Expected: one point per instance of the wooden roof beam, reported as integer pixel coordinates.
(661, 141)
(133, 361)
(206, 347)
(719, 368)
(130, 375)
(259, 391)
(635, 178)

=====

**WHAT NEEDS TO BE DONE**
Revise the rows above so that "wooden roof beam" reads "timber rafter", and reproduce every line otherwise unchanged.

**EXERCISE OUTPUT**
Expected: one point per instance of the timber rafter, reported as integer pixel coordinates.
(661, 141)
(133, 361)
(206, 347)
(719, 368)
(130, 375)
(259, 391)
(635, 178)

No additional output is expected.